Stored records:
_ _ _ _ _ _ _

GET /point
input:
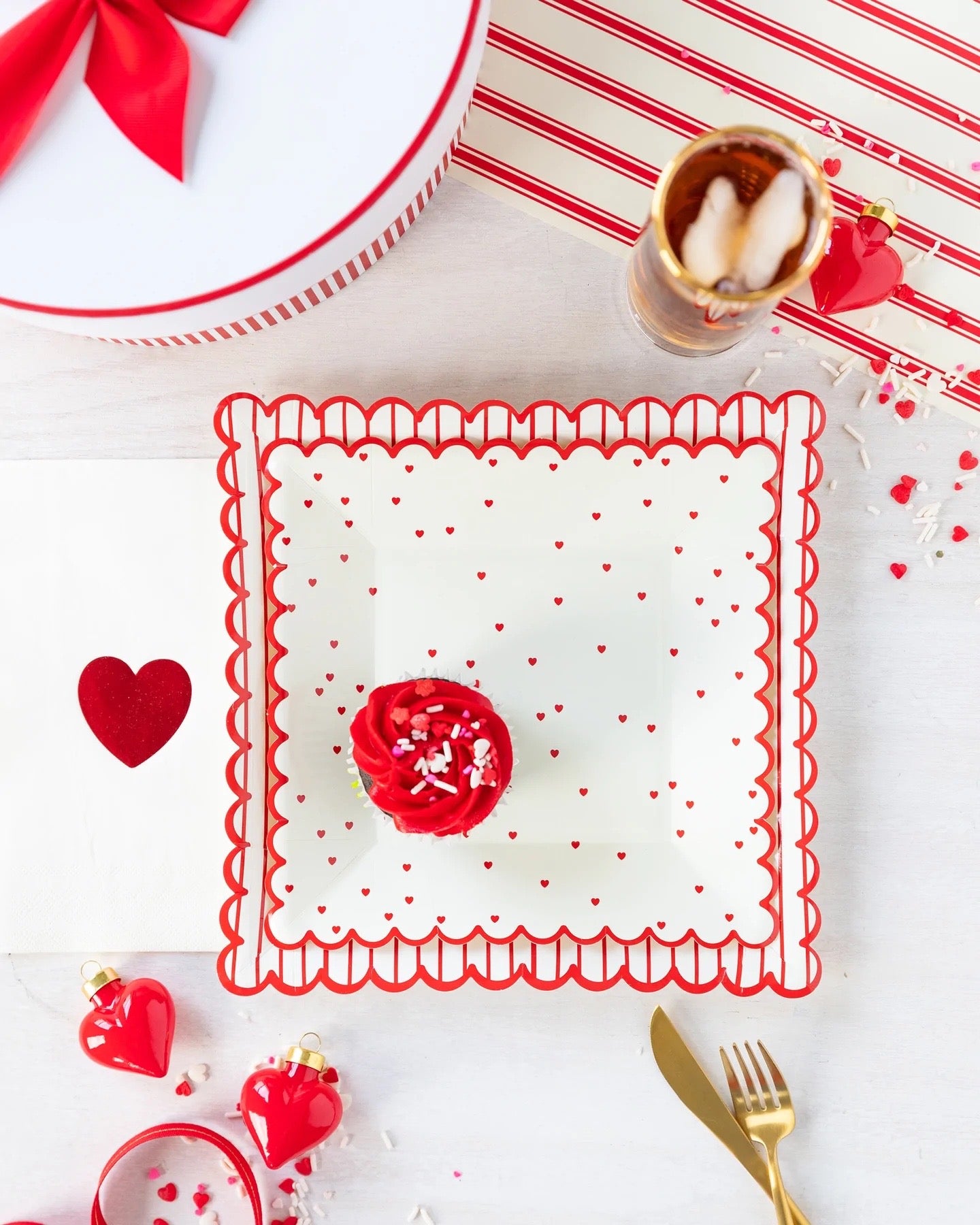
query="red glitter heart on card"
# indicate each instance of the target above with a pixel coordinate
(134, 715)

_ _ _ _ _ _ _

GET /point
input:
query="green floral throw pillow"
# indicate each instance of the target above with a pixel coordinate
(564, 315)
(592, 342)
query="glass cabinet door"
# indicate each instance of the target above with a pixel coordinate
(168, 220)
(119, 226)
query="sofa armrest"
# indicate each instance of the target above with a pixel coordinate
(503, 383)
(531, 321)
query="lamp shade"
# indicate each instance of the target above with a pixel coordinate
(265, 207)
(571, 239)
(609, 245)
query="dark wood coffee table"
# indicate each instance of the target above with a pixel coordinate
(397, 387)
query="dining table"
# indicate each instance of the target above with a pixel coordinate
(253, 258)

_ _ _ _ _ _ _

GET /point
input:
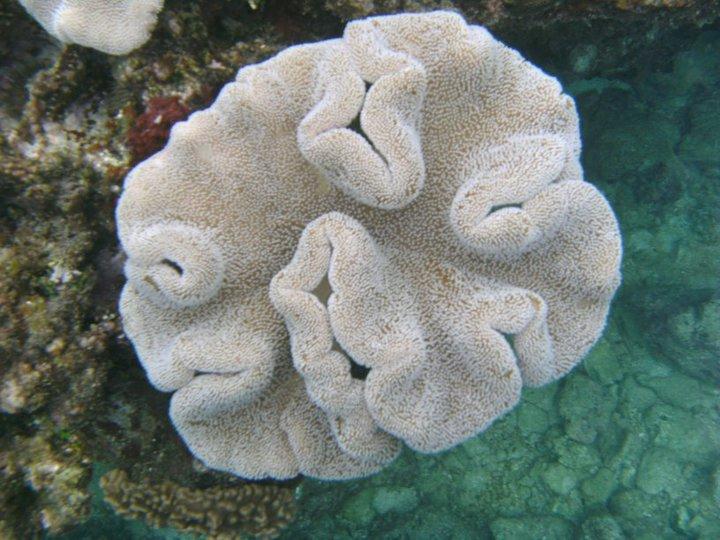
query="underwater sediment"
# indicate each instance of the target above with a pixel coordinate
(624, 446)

_ _ _ _ _ _ _

_PROBLEM DETAILS:_ Reply with only the number of lines in the entries that hold the word "query".

_SOLUTION FOR THIS TASK:_ 8